*Assigned task:*
In the text on cosmic cooking below, condense the paragraph beginning "This happens in full awareness" into a short bulleted list that retains its main facts.

++++ Selected extract

Sporting a bodytech suite for feeding and monitoring the metabolic processes of her body, the performer lays out the concept of cosmic cooking right there, in the woods near Zurich. Rather than the production of edibles, it aims at the transformation of matter into different states of being by extracting, distilling, filtering, cooking, jellying, reducing, decomposing, pulverizing, macerating. The video foregrounds the materialities and processes by which human and other organic bodies are kept alive, intensifying the relations to the subtle, multiple, living world.

This happens in full awareness of the fact that it is the chemical composition of the universe that constitutes materiality on earth. Next to the petri dishes and pipettes, various diagrams on the lab table point to essential cosmic components: carbon monoxide, methane, interstellar formaldehyde, hydronium ions, nitrous oxide. They are the building blocks for genetic material. More importantly, it is the building up of oxygen in the atmosphere that finally drove the evolution of thinking minds: Human consciousness depends on 21% of oxygen. Tinkering with the chemical composition of the atmosphere is not only impacting the climate on Earth, it directly affects the capacity to think which enabled the conception of technologies that changed planetary chemistry.

++++++++
++++ Supplied entries

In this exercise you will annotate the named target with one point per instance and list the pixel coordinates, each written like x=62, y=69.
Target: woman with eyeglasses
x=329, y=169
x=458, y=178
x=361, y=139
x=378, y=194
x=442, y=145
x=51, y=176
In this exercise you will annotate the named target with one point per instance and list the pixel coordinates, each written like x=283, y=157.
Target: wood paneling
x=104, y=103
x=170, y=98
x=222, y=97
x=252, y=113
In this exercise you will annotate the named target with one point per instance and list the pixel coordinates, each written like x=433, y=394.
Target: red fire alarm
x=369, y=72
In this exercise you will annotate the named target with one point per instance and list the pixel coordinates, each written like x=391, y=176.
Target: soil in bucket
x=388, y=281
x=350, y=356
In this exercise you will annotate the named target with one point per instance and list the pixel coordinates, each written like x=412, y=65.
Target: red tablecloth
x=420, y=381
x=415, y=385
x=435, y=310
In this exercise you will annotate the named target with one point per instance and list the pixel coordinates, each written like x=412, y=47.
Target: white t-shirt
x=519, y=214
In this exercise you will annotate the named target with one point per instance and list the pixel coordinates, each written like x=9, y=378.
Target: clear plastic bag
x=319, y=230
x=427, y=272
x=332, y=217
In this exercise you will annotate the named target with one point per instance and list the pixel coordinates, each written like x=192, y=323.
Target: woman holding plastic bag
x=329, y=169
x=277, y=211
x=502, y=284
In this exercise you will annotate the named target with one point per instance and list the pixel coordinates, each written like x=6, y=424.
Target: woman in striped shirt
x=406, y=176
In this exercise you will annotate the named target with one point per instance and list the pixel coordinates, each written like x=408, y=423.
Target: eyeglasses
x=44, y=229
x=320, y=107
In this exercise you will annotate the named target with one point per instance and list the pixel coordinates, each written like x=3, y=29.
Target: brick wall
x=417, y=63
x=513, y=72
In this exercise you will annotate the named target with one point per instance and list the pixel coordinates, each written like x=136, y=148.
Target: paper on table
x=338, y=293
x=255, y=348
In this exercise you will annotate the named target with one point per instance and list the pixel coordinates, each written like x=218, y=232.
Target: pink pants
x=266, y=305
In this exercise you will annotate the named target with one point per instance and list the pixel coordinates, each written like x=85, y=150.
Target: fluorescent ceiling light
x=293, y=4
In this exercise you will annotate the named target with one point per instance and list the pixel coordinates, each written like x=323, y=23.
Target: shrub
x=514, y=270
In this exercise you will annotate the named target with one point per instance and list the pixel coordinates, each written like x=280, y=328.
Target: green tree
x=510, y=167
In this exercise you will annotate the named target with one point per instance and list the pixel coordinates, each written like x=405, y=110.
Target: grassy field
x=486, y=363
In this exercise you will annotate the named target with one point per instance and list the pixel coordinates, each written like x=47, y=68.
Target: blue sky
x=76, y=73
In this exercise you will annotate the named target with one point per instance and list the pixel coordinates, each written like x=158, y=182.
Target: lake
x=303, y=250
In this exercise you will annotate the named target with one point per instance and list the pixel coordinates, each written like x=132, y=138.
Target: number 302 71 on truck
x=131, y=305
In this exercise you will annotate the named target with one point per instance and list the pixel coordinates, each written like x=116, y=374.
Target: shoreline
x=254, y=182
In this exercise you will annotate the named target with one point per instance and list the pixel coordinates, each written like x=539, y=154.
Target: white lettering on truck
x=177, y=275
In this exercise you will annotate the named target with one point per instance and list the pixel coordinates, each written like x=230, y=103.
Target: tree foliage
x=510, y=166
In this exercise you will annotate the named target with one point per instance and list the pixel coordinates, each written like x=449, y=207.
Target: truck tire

++++++++

*Task solution:*
- The chemical composition of the universe constitutes materiality on Earth.
- Beside the petri dishes and pipettes, diagrams on the lab table point to cosmic components: carbon monoxide, methane, interstellar formaldehyde, hydronium ions and nitrous oxide.
- These components are the building blocks for genetic material.
- The buildup of oxygen in the atmosphere drove the evolution of thinking minds, and human consciousness depends on 21% oxygen.
- Altering the atmosphere's chemical composition affects both Earth's climate and the capacity to think that produced the technologies now changing planetary chemistry.